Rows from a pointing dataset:
(begin)
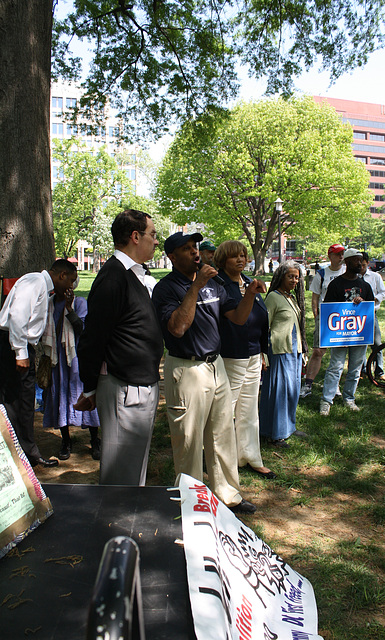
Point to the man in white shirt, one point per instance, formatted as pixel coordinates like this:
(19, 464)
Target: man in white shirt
(22, 323)
(318, 287)
(376, 282)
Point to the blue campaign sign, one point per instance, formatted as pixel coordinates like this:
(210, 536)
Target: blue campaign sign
(345, 324)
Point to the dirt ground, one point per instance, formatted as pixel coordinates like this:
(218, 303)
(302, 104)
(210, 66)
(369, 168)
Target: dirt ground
(331, 519)
(289, 521)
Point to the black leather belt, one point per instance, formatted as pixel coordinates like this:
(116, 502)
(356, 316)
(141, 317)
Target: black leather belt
(209, 358)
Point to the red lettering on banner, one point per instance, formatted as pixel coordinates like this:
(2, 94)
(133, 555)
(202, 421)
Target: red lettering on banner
(243, 620)
(201, 507)
(202, 498)
(214, 504)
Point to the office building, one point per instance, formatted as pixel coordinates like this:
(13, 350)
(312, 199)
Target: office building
(368, 123)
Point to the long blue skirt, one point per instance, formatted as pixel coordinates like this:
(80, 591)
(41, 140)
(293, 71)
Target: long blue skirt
(280, 393)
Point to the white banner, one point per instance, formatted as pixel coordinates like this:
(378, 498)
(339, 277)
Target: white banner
(239, 588)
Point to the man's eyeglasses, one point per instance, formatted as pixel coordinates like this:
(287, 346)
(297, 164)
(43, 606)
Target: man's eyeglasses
(152, 234)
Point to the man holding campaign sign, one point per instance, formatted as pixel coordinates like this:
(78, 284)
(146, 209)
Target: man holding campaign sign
(347, 326)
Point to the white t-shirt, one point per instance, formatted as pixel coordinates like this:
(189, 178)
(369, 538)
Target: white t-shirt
(24, 313)
(320, 289)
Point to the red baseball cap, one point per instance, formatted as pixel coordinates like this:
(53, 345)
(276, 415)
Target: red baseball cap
(336, 248)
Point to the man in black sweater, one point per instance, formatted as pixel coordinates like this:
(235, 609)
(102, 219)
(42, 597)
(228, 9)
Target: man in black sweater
(120, 350)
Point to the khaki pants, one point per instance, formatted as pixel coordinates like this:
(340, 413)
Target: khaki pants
(199, 412)
(245, 377)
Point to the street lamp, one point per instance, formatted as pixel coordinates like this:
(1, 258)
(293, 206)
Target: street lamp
(278, 209)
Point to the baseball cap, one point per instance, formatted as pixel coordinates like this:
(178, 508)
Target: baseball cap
(350, 253)
(336, 248)
(208, 245)
(179, 239)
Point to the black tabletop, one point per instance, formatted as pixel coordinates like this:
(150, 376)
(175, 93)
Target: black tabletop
(52, 595)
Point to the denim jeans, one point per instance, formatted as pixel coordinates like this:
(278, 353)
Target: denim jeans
(379, 370)
(335, 368)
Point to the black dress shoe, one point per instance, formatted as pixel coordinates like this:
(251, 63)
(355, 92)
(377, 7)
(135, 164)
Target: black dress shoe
(52, 462)
(65, 451)
(244, 507)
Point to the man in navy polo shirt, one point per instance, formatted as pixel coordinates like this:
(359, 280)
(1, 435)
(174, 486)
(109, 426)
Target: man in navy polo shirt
(189, 303)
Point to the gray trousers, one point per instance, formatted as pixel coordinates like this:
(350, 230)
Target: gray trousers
(127, 416)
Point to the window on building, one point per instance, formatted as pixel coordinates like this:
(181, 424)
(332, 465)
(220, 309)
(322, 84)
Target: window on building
(377, 161)
(380, 137)
(57, 129)
(377, 174)
(57, 103)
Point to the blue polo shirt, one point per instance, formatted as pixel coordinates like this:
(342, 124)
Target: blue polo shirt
(202, 338)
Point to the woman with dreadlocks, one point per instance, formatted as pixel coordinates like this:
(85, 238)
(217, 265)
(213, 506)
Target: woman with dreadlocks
(282, 380)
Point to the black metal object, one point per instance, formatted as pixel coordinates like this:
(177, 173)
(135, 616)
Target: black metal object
(116, 610)
(63, 555)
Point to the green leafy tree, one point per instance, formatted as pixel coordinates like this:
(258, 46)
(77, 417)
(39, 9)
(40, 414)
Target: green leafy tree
(87, 197)
(159, 62)
(228, 174)
(163, 60)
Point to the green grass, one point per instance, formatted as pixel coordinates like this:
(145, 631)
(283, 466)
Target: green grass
(325, 513)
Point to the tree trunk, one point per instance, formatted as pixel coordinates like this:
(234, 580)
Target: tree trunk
(96, 265)
(26, 230)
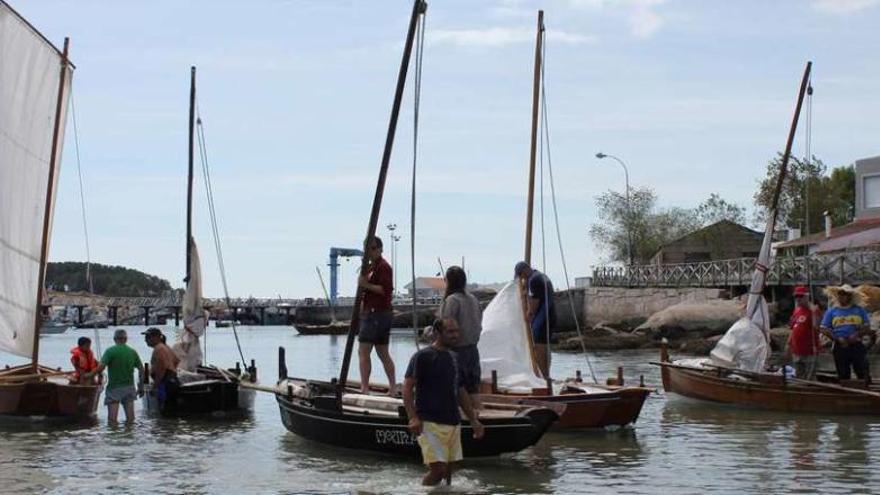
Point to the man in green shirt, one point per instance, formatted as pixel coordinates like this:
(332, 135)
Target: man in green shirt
(121, 361)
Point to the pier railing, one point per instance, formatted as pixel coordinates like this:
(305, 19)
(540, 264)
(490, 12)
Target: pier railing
(852, 267)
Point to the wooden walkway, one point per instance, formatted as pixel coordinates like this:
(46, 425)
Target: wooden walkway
(852, 267)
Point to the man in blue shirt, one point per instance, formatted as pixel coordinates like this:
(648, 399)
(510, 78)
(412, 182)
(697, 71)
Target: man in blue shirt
(845, 323)
(433, 391)
(541, 311)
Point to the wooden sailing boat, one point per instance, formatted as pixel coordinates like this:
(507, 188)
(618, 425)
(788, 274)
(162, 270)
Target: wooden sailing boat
(509, 346)
(34, 88)
(337, 414)
(203, 389)
(735, 374)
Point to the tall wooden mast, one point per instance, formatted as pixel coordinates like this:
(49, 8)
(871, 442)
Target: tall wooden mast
(419, 8)
(47, 214)
(536, 94)
(192, 114)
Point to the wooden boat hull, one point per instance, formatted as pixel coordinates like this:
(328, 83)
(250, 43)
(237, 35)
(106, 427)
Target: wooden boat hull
(208, 397)
(389, 435)
(49, 398)
(613, 407)
(710, 386)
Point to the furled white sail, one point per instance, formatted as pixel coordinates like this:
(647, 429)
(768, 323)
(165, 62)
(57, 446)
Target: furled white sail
(30, 73)
(504, 344)
(747, 344)
(195, 318)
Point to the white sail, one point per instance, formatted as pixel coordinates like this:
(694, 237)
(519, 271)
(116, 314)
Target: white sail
(747, 344)
(195, 318)
(29, 79)
(504, 343)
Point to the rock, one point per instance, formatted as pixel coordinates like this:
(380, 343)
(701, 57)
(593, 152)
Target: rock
(692, 320)
(700, 346)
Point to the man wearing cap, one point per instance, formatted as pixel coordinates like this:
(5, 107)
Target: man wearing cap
(540, 310)
(803, 342)
(121, 361)
(163, 366)
(845, 323)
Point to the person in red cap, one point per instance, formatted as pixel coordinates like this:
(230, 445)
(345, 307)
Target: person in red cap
(803, 342)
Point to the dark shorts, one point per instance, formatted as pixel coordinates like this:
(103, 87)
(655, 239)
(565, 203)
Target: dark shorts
(539, 328)
(375, 328)
(120, 395)
(468, 359)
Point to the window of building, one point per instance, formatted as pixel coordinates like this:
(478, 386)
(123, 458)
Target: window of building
(871, 190)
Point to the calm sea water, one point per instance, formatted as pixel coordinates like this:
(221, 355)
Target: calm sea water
(677, 446)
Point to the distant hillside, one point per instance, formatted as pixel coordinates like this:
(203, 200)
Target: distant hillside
(107, 280)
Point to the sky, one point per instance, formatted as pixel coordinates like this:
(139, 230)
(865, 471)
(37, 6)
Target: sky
(295, 95)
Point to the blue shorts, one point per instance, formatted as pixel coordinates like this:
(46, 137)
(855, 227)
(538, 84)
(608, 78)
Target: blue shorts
(539, 328)
(375, 328)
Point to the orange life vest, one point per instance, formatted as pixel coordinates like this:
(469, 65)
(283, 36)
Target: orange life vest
(83, 361)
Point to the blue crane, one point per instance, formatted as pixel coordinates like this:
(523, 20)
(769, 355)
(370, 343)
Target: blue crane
(335, 254)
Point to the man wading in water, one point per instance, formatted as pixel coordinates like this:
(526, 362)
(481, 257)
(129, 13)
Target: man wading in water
(433, 389)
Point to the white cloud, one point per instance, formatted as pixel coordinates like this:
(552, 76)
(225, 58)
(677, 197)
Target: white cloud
(842, 7)
(642, 16)
(499, 36)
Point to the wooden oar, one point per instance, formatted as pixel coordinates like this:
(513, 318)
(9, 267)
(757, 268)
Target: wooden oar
(832, 386)
(260, 388)
(31, 376)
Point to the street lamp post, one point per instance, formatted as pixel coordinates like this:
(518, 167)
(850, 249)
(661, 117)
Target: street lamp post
(394, 238)
(629, 246)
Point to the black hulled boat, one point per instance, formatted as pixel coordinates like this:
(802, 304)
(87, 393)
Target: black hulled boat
(202, 389)
(335, 414)
(314, 410)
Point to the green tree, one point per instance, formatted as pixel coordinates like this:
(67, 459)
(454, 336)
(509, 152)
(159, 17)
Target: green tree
(106, 280)
(834, 193)
(715, 208)
(638, 224)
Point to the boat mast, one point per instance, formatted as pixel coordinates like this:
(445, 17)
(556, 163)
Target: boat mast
(47, 214)
(192, 112)
(419, 8)
(536, 91)
(791, 133)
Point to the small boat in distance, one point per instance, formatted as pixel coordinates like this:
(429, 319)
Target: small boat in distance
(54, 327)
(735, 372)
(333, 328)
(771, 391)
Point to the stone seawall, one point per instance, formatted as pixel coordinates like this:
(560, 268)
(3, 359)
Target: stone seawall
(631, 307)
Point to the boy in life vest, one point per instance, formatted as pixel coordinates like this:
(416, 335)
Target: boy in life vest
(83, 360)
(803, 342)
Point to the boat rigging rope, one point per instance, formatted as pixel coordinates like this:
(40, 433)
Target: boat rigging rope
(808, 138)
(417, 94)
(215, 229)
(545, 136)
(82, 201)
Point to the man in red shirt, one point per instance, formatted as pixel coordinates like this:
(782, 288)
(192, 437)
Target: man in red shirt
(803, 343)
(375, 327)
(end)
Copy the records from the line containing "Point to the boat rigging" through the end of the records, inclusive, and substitute "blue shirt" for "red shirt" wherever it appears, leaving everything else unchanged.

Point to the boat rigging rope, one point per instance, formatted as pixel coordinates like this:
(40, 433)
Target: boat rigging rope
(808, 138)
(417, 94)
(215, 229)
(545, 136)
(82, 201)
Point to the man in blue shirt, one point per instance, formatted as pixel coordinates like this:
(782, 288)
(192, 437)
Target: man in blue shirt
(803, 343)
(375, 327)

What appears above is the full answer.